### DATA FOR THIS TASK
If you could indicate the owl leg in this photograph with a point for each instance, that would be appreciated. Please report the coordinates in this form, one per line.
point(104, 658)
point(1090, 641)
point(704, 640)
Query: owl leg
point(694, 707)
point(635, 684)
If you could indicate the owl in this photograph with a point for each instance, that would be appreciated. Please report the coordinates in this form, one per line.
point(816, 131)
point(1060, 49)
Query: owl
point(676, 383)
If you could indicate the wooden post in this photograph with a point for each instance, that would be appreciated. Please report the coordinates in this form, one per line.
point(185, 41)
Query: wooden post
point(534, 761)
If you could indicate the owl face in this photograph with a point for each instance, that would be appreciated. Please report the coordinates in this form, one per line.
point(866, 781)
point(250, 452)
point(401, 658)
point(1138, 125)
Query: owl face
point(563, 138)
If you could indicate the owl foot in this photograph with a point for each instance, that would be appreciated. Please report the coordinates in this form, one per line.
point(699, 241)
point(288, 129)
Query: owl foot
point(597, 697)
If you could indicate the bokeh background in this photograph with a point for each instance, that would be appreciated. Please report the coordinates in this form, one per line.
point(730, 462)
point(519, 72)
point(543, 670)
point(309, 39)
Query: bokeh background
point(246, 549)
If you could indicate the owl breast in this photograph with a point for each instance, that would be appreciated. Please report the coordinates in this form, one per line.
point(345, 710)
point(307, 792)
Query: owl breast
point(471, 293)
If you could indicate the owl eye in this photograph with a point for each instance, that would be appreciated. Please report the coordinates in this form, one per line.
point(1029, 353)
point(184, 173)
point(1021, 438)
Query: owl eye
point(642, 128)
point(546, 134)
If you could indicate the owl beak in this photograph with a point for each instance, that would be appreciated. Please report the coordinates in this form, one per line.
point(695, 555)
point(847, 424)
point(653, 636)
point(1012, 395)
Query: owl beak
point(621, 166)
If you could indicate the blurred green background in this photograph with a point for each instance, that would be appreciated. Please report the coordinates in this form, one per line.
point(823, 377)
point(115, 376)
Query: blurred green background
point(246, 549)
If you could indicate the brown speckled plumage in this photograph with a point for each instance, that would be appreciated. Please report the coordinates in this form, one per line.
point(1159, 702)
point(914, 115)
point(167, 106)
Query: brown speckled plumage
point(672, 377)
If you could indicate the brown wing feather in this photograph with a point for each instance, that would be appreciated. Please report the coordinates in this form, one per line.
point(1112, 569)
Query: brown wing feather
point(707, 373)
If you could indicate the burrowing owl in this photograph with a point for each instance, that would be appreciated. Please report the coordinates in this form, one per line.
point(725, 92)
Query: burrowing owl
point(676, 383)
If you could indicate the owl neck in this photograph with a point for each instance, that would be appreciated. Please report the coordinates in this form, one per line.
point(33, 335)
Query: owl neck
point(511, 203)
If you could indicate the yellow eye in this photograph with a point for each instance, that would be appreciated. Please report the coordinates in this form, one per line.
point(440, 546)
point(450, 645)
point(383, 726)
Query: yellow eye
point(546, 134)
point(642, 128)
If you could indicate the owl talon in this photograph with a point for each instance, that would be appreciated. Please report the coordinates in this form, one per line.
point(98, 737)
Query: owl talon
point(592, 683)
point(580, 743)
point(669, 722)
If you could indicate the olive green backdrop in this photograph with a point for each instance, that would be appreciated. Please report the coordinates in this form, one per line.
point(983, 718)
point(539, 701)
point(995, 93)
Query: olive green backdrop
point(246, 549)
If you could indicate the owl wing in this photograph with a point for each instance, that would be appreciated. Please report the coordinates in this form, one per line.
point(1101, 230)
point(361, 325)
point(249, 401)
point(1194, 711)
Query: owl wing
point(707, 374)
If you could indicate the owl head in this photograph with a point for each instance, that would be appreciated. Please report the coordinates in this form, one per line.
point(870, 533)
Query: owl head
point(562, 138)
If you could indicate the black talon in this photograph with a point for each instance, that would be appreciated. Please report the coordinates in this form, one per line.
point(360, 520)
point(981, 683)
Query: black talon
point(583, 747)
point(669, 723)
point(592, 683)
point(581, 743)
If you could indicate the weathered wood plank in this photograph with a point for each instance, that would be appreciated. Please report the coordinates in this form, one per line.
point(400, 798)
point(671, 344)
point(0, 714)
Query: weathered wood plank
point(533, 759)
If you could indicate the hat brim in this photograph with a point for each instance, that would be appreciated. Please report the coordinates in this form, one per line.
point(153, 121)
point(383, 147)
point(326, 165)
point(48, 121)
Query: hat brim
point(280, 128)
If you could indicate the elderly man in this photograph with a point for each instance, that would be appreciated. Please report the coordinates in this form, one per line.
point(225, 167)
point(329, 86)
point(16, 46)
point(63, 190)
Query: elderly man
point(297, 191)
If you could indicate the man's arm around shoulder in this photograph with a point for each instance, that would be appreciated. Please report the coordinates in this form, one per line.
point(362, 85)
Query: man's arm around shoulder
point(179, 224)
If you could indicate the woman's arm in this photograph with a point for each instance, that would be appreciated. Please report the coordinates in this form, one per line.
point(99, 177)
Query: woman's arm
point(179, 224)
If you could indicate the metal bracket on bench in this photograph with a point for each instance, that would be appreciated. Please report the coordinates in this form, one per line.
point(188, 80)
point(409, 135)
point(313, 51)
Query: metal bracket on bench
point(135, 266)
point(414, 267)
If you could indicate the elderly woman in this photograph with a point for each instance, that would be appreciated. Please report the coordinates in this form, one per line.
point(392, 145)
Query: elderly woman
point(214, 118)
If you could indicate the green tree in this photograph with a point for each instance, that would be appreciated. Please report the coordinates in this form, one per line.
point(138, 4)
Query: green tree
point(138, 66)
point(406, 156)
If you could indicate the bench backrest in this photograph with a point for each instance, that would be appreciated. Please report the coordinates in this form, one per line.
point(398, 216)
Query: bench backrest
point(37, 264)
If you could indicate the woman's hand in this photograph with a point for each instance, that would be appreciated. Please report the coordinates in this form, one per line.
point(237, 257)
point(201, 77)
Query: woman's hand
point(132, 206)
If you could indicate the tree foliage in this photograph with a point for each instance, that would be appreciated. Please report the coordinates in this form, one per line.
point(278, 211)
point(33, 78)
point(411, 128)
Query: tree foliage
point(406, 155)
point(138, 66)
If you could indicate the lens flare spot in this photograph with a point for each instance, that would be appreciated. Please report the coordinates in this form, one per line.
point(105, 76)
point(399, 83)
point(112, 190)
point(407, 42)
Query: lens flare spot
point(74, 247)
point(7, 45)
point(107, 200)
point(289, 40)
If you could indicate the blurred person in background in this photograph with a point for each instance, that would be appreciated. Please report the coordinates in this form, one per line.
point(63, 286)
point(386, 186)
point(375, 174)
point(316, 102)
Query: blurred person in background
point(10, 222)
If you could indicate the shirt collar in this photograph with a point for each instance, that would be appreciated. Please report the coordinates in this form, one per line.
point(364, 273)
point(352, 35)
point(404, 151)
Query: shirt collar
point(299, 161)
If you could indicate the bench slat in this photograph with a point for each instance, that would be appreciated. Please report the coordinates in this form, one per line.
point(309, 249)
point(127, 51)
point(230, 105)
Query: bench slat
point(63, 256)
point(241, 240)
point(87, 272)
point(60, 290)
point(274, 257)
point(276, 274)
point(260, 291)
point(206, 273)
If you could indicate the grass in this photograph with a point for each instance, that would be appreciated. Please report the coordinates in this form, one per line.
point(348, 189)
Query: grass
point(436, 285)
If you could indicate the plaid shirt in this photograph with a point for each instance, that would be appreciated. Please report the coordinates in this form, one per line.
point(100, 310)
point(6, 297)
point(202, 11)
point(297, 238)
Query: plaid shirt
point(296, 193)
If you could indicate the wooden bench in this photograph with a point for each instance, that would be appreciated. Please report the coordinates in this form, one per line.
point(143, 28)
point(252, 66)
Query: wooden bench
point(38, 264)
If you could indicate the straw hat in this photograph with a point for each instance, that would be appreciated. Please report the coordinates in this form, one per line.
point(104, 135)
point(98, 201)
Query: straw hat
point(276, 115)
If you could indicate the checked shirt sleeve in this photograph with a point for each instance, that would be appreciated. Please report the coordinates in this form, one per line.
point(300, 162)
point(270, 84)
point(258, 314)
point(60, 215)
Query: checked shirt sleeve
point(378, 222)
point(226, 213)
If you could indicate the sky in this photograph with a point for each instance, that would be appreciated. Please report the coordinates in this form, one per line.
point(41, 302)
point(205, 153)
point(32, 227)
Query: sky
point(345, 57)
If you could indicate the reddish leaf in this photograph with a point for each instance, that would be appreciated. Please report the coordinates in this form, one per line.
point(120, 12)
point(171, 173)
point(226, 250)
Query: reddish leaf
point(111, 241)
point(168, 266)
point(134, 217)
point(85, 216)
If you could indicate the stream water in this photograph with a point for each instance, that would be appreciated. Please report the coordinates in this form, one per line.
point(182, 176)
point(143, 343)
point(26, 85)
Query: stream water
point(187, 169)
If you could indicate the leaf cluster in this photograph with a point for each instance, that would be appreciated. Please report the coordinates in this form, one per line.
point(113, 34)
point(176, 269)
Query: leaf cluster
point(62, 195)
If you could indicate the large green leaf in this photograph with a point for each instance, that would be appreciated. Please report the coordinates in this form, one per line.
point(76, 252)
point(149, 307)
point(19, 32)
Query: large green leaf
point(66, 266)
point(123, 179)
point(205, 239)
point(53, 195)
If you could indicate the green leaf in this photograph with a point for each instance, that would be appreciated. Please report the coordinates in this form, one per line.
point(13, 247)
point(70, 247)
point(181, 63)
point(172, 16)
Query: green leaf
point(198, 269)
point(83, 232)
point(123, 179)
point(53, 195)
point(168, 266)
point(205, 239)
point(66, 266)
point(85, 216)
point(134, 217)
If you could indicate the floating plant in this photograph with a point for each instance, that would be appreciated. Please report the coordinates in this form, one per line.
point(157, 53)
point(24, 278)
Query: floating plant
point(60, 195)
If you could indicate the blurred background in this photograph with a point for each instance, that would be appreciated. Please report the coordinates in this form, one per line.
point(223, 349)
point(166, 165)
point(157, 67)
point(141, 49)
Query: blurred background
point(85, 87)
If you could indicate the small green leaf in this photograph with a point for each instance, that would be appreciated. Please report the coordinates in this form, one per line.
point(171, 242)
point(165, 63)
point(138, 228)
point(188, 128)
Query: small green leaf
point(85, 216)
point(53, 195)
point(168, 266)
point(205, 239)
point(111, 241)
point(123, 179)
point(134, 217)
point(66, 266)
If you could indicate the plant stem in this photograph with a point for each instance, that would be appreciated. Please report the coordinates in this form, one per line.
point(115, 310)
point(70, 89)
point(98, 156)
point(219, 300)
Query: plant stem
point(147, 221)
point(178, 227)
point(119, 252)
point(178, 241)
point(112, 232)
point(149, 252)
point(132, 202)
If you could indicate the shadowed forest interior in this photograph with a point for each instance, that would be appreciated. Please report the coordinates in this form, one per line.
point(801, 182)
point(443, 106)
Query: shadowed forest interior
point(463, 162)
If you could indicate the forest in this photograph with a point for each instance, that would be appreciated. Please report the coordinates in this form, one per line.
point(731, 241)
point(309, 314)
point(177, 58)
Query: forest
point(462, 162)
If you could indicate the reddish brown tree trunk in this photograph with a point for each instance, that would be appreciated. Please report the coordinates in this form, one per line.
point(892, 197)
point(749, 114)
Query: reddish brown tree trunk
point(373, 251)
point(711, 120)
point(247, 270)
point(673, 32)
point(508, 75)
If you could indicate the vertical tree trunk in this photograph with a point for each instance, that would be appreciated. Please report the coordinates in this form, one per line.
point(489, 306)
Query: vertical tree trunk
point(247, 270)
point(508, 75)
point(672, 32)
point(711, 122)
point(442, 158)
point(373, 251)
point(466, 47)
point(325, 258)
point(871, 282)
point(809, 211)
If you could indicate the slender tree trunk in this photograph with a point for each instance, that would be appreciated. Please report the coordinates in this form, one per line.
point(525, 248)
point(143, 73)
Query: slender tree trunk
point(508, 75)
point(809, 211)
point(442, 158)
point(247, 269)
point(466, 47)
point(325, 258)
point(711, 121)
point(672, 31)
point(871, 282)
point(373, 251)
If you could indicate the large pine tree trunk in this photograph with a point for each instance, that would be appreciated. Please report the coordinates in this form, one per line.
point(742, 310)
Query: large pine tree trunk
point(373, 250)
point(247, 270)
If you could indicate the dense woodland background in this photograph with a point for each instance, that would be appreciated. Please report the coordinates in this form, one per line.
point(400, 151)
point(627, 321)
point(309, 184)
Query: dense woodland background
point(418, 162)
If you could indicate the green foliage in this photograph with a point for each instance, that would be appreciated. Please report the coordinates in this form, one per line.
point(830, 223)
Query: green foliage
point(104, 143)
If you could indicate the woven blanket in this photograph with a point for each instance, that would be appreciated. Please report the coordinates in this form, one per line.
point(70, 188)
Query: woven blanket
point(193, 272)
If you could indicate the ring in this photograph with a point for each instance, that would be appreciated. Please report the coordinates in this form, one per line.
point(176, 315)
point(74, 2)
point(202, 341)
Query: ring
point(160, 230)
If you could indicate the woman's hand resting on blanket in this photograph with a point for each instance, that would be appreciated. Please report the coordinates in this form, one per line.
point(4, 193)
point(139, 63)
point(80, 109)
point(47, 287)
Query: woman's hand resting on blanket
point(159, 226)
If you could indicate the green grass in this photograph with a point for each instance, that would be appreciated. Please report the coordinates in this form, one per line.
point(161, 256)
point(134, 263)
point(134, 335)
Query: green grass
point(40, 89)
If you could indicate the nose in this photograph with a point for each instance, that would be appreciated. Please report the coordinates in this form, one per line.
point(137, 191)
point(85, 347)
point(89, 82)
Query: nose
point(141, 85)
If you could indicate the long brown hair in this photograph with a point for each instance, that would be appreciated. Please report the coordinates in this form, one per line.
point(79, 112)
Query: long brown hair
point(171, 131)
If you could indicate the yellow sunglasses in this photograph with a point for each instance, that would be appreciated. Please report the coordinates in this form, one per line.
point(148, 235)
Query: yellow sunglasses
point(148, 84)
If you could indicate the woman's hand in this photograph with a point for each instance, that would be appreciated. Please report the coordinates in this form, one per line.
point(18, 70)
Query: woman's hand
######
Copy out, word for word, the lines from the start of the rows through the line that holds "point(563, 138)", with both ends included.

## REPLY
If you could indicate the owl leg in this photograph with a point for each instance, that would be appreciated. Please report the coordinates in this form, one per line.
point(104, 658)
point(1090, 641)
point(704, 640)
Query: owl leg
point(694, 707)
point(635, 684)
If you could indicate the owl in this photograph with a point for each instance, that would be appreciated. Please report the coordinates in this form, one per line.
point(816, 131)
point(1060, 49)
Query: owl
point(676, 383)
If you could indicate the wooden post in this photograph with a point for each instance, that would be appreciated. Please report the coordinates in this form, one per line.
point(185, 41)
Query: wooden post
point(534, 761)
If you could indicate the owl face in this photograph with a point for each instance, that would be appreciated. Please report the coordinates in this form, one per line.
point(866, 781)
point(250, 452)
point(401, 658)
point(1138, 125)
Query: owl face
point(563, 138)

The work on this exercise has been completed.